I conflitti? Sono uno strumento di politica internazionale. Una dimostrazione di allungarli all’infinito?
La nostra è una stagione in cui le guerre non sono un «flagello», come recita lo Statuto delle Nazioni Unite, ma lo «strumento» principale dell’attuale politica internazionale.
Si cerca il conflitto con facilità, poi non si è capaci di uscirne fuori, né con il negoziato, né con una ventilata vittoria. Lo si nota nei presunti incontri diplomatici tra Iran e Stati Uniti, che vanno avanti lentamente e a singhiozzo, trascinati senza alcun punto di incontro. Il regime iraniano, ormai decapitato della guida suprema con l’uccisione di Khamenei, capo supremo dal 1989, non mostra di essere un interlocutore né unitario, né articolato degli Stati Uniti d’America. Questi ultimi anelano a tirarsi fuori dalla vicenda molto dignitosamente …
La crisi dello stretto di Hormuz ha complicato di gran lunga il desiderio di porre con forza la parola fine.

▶ **Cosa fare**:
1. Aggiorna il brano sulle guerre come strumento di politica internazionale: riscrivi la parte che inizia con "La nostra è" e termina con "la parola fine.", mettendo "dialogo" al posto di "negoziato".
2. Riassumi in due frasi il brano sulle guerre come strumento di politica internazionale.
3. Riprendi il brano sulle guerre come strumento di politica internazionale e prosegui il testo dopo l'ultima frase riportata.

▶ **Dati forniti**:
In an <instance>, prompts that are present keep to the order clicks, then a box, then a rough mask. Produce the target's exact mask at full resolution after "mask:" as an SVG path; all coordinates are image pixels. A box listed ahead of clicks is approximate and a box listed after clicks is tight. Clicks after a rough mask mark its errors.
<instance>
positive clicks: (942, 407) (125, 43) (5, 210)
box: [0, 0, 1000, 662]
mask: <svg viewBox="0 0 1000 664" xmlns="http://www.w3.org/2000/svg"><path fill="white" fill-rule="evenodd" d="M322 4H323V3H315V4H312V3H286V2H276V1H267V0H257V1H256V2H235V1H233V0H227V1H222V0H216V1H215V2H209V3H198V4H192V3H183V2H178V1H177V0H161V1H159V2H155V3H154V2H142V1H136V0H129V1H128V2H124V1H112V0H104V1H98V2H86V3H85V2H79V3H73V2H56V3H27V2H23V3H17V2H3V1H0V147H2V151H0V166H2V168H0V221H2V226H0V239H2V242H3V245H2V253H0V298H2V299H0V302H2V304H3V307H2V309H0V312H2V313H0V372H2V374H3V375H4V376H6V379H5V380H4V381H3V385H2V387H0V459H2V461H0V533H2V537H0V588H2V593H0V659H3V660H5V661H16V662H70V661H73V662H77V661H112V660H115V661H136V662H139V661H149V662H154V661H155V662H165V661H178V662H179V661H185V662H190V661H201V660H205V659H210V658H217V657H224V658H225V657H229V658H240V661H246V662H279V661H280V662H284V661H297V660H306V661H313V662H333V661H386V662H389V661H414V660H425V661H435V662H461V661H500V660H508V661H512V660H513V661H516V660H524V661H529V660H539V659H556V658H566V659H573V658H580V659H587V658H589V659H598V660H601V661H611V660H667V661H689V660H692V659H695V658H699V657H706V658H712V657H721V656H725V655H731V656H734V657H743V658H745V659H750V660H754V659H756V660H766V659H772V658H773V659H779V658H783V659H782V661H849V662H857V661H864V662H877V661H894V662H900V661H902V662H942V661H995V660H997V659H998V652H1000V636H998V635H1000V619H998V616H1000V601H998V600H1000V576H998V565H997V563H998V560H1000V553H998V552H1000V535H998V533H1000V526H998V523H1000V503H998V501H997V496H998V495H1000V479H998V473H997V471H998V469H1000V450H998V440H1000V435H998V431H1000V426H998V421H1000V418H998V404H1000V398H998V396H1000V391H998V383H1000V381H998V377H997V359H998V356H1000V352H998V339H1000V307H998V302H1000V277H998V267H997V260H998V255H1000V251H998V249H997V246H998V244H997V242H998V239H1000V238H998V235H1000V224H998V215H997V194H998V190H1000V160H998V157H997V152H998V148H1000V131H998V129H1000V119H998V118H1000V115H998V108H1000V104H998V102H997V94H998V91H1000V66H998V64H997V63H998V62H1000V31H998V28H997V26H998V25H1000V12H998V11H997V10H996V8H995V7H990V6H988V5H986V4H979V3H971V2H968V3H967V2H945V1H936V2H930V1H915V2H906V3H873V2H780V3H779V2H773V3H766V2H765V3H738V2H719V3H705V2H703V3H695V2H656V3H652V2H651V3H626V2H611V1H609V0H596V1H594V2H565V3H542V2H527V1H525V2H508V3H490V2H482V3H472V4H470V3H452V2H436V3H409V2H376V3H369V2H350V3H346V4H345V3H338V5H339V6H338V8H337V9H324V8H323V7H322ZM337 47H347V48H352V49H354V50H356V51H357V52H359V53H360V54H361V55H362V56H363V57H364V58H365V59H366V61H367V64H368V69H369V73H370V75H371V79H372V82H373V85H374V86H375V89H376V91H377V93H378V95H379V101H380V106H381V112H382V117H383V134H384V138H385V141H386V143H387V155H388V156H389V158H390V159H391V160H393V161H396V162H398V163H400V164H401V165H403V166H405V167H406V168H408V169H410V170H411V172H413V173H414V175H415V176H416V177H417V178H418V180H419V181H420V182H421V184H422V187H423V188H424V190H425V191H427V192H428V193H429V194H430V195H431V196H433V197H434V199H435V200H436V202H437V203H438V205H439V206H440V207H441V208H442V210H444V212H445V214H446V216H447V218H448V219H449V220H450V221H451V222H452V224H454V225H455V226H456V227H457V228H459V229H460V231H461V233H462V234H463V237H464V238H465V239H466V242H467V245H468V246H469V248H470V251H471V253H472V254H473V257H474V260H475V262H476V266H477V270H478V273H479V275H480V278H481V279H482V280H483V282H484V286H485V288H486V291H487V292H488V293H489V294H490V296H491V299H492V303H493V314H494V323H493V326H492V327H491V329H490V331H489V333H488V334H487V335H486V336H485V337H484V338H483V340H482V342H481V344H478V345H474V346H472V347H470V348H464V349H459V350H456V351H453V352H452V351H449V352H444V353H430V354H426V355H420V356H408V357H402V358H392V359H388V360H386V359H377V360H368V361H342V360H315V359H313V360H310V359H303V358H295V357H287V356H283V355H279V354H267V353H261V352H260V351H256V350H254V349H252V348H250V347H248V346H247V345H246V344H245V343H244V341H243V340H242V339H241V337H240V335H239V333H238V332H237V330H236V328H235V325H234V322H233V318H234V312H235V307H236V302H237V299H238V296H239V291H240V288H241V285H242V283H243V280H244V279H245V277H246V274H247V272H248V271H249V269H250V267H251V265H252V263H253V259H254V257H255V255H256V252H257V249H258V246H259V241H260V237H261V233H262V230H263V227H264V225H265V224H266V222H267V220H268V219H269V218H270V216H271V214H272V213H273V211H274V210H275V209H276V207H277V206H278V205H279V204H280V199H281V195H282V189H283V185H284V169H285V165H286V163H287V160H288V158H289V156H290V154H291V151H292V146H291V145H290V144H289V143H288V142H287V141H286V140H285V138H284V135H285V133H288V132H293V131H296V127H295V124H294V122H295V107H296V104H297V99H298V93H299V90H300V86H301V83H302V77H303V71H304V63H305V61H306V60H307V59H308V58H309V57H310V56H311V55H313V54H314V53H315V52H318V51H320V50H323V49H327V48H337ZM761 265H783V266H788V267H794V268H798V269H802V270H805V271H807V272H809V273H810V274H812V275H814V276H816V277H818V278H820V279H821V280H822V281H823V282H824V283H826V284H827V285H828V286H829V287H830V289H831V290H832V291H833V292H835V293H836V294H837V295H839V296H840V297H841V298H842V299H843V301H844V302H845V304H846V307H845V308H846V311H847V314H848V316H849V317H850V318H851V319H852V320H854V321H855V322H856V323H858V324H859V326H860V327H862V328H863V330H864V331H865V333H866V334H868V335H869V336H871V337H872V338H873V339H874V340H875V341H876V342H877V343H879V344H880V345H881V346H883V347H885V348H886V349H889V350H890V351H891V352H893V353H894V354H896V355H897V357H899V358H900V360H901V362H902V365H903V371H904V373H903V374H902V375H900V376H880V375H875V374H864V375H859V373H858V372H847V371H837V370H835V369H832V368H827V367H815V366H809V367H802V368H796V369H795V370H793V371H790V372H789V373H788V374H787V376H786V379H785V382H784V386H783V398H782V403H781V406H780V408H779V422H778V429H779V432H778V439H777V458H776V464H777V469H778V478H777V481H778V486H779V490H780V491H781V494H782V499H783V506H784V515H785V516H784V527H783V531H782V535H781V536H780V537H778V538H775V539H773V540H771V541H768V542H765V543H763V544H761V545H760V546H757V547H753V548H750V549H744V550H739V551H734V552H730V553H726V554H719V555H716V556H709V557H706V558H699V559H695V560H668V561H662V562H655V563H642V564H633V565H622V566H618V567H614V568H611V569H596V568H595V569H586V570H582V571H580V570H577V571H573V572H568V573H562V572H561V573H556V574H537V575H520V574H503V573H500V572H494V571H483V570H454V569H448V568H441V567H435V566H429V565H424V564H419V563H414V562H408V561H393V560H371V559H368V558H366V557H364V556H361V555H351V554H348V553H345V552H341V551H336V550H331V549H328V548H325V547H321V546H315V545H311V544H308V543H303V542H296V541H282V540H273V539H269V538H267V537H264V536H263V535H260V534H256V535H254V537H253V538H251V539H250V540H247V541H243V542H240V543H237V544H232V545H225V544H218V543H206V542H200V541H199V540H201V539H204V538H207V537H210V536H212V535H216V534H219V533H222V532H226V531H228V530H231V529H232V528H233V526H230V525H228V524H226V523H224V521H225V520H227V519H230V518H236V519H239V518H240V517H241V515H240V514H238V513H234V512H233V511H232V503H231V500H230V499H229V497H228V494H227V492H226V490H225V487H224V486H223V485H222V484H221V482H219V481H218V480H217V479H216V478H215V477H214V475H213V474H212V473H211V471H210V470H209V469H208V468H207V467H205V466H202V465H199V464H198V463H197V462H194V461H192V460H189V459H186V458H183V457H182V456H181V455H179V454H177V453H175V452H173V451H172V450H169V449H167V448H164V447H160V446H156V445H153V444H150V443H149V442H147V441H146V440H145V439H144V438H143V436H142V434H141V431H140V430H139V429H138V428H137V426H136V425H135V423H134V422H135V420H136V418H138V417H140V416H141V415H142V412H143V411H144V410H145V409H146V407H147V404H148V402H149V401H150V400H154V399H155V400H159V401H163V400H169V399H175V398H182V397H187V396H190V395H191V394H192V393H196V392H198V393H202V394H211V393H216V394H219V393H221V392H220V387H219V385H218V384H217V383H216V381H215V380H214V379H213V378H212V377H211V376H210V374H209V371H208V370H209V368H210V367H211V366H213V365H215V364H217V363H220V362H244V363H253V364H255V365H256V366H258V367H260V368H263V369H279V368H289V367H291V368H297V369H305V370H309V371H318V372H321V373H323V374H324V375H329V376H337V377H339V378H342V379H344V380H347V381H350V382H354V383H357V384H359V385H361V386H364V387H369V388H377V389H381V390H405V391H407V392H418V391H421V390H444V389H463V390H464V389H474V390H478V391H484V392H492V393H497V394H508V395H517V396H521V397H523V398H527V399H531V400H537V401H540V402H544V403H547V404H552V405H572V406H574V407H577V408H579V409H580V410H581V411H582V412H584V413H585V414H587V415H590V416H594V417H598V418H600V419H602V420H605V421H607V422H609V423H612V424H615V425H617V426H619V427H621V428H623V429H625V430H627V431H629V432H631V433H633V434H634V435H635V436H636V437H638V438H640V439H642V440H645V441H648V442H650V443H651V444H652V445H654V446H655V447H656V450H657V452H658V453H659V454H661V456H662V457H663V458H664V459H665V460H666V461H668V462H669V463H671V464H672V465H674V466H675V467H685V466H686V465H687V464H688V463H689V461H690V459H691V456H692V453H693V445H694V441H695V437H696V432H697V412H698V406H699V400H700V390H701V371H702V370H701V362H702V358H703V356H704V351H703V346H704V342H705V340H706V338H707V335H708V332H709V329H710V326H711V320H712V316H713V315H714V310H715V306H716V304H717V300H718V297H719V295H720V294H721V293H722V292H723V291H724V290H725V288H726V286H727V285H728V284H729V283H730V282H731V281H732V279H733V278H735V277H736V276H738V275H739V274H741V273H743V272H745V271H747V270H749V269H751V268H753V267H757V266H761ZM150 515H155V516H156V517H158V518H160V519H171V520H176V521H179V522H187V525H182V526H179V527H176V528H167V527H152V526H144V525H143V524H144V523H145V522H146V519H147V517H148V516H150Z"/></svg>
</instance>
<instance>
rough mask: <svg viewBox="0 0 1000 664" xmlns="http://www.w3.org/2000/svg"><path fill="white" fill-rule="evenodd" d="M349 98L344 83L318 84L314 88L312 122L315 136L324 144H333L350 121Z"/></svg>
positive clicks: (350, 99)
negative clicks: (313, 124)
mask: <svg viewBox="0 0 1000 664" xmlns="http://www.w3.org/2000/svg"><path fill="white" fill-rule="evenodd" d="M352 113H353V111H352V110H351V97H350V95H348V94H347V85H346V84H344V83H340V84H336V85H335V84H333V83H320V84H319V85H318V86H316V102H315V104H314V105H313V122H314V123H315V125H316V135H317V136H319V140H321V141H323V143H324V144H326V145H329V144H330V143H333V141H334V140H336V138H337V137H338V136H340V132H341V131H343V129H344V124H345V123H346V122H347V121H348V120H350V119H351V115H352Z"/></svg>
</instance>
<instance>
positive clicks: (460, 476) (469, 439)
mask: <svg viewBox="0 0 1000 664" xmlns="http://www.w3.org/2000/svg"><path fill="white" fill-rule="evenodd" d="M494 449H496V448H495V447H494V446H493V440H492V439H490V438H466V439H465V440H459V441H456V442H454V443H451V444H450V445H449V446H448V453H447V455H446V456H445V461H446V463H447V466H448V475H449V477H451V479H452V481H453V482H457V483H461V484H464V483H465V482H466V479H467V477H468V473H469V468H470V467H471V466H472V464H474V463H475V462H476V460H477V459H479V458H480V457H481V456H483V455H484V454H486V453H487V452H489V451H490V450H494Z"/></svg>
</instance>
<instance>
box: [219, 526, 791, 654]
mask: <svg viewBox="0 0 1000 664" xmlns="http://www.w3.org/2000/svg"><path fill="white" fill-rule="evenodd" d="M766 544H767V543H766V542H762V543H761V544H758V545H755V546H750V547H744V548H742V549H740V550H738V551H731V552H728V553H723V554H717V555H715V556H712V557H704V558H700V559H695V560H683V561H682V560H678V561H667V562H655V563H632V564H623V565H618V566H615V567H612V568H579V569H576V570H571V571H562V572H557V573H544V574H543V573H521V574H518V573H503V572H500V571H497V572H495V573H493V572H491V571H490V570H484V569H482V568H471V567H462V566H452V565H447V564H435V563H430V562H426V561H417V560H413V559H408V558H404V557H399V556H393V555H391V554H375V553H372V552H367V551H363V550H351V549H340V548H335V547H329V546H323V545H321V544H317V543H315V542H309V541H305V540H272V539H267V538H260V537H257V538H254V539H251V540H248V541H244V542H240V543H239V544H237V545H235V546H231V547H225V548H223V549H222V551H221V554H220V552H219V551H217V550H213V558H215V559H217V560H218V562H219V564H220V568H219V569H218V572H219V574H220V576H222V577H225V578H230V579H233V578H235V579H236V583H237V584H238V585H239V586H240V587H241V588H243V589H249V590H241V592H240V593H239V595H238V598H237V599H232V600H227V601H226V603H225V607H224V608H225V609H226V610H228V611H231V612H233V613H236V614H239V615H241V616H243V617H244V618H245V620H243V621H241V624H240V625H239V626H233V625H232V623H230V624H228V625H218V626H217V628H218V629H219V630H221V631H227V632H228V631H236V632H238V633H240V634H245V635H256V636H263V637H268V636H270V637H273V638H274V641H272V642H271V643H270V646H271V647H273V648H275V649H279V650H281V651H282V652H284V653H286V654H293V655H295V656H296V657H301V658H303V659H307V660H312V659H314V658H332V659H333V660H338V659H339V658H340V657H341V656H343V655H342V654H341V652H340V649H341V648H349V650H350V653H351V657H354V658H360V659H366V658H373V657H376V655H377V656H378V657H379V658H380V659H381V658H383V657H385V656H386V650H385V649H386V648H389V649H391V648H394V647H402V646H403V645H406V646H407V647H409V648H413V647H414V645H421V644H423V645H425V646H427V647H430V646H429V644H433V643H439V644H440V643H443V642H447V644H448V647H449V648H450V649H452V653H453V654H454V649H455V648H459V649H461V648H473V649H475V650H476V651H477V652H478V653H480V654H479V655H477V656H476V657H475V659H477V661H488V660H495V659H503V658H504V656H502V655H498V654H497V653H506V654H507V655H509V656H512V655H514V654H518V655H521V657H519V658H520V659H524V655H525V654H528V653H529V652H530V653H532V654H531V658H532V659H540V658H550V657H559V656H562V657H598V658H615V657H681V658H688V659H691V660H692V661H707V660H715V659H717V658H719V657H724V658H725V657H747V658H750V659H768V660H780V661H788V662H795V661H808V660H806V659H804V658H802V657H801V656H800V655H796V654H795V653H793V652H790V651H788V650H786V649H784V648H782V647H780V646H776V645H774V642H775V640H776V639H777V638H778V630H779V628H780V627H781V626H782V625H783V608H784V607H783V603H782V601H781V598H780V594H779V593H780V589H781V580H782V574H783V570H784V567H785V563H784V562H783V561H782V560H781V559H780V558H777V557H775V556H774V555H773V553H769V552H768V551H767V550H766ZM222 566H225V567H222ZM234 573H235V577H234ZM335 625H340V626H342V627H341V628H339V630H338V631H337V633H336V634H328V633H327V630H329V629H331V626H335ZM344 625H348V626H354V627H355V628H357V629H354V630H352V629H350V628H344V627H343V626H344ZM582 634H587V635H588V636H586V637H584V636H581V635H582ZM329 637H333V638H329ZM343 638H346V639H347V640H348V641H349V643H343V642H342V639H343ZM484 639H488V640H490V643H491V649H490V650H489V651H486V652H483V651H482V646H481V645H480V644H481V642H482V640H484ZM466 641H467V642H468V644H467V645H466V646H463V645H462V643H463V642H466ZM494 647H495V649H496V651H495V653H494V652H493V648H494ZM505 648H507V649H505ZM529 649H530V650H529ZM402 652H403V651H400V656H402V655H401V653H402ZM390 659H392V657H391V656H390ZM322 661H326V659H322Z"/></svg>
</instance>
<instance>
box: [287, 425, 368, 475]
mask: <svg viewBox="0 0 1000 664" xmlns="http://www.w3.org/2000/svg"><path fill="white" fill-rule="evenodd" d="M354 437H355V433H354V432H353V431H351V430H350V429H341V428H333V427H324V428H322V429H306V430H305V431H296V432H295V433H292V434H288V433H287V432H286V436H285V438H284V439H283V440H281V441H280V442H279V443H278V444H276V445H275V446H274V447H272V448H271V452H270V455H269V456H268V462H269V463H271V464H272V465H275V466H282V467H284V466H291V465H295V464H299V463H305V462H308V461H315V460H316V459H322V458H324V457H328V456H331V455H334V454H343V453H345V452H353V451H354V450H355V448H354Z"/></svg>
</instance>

▶ **Soluzioni**:
1.
La nostra è una stagione in cui le guerre non sono un «flagello», come recita lo Statuto delle Nazioni Unite, ma lo «strumento» principale dell’attuale politica internazionale.
Si cerca il conflitto con facilità, poi non si è capaci di uscirne fuori, né con il dialogo, né con una ventilata vittoria. Lo si nota nei presunti incontri diplomatici tra Iran e Stati Uniti, che vanno avanti lentamente e a singhiozzo, trascinati senza alcun punto di incontro. Il regime iraniano, ormai decapitato della guida suprema con l’uccisione di Khamenei, capo supremo dal 1989, non mostra di essere un interlocutore né unitario, né articolato degli Stati Uniti d’America. Questi ultimi anelano a tirarsi fuori dalla vicenda molto dignitosamente …
La crisi dello stretto di Hormuz ha complicato di gran lunga il desiderio di porre con forza la parola fine.

2. Secondo il brano, oggi le guerre non sono un «flagello», come afferma lo Statuto delle Nazioni Unite, ma lo strumento principale della politica internazionale, e una volta iniziate non se ne esce né con il negoziato né con una vittoria. Lo mostrano i lenti incontri diplomatici tra Iran e Stati Uniti: il regime iraniano ha perso la guida suprema con l'uccisione di Khamenei, gli Stati Uniti vogliono uscire dignitosamente dalla vicenda e la crisi dello stretto di Hormuz ha complicato la possibilità di porre fine al conflitto.

3.
Il conflitto era iniziato con bombardamenti congiunti di americani e israeliani sull’Iran colpendo sia sedi militari che politiche o industriali. Il regime di Teheran appariva indebolito a causa della crisi economica e per la contestazione attraverso grandi manifestazioni popolari sin dall’autunno 2025 sotto il grido «Donna, Vita, Libertà». Le ultime, le più recenti, tutte represse impietosamente nel sangue. Adesso il Paese sta resistendo a tutte le pressioni militari accompagnate da grosse distruzioni e da ripetute sanzioni.
Una condizione, che caratterizza le guerre di questo secolo.
La forza e la guerra non sono ancora sufficienti a piegare l’Iran. Al di là del possesso dell’arma atomica è una condizione diffusa, che si ripete in tante situazioni, dove sono impegnate e dispiegate tutte le capacità militari possibili.
Infatti, sono trascorsi, dal 24 febbraio del 2022, più di quattro anni, che russi e ucraini si combattono pesantemente con un grande bilancio di caduti, a cui va unito un prezzo molto alto di distruzioni territoriali, pagato quasi interamente dall’Ucraina, a seguito dell’invasione da parte di Putin.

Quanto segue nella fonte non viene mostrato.